Provided text »
We observe that both iterators outperform the existing implementation in terms of runtime and memory allocations, especially in the regime $n_l < n_e$ where $n_l$ is the loop number and $n_e$ is the number of propagators to be expanded. This is because the simple implementation first generates all permutations for each cycle, then identifies and discards duplicates. In other words, the algorithm does not take advantage of the multiset structure.

In contrast, the Combinatorics.jl iterator `with_replacement_combinations` directly generates multicombinations of fixed size. For instance, consider the following two cases: (1) $n_l = 2, n_e = 5$, and (2) $n_l = 5, n_e = 10$.
The naive approach is an order of magnitude slower for case (1), and completely intractable in case (2). Even at high orders as in case (2), the more sophisticated multicombination iterator uses less than 1 MB of memory and retains a runtime of under a millisecond. 

We propose to use the first of the two iterator implementations; it is slightly less efficient than the direct implementation, but it is more Julian, and also avoids any licensing headaches associated with modifying the `Combinatorics.jl` sources. Note that this would currently only replace the functionality of `Parquet.orderedPartition` for the generation of *weak* compositions, i.e., when `lowerbound=0`.

Finally, note that many complicated optimizations exist for (multi)permutation/combination generation (Gray code, Co-lex and Cool-lex orders, etc.)—I have not reverse-engineered the actual implementation in `Combinatorics.jl`, but it would be interesting to do so.

Work to be completed » Output the part of the iterator discussion above that runs from "In contrast, the" up to and including "5, n_e = 10$.", word for word.

Dataset extract »
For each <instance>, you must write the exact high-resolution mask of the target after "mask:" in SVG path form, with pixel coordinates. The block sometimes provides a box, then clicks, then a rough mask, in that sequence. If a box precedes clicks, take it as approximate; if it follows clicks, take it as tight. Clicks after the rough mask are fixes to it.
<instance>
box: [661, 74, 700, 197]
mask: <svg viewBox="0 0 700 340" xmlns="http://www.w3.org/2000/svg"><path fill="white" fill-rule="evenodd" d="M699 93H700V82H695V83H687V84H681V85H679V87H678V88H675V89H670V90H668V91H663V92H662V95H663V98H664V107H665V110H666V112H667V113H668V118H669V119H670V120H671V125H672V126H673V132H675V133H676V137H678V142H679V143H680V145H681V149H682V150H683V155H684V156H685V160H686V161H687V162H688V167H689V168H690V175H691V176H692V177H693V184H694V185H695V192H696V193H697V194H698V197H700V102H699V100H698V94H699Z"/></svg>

Exercise result »
In contrast, the Combinatorics.jl iterator `with_replacement_combinations` directly generates multicombinations of fixed size. For instance, consider the following two cases: (1) $n_l = 2, n_e = 5$, and (2) $n_l = 5, n_e = 10$.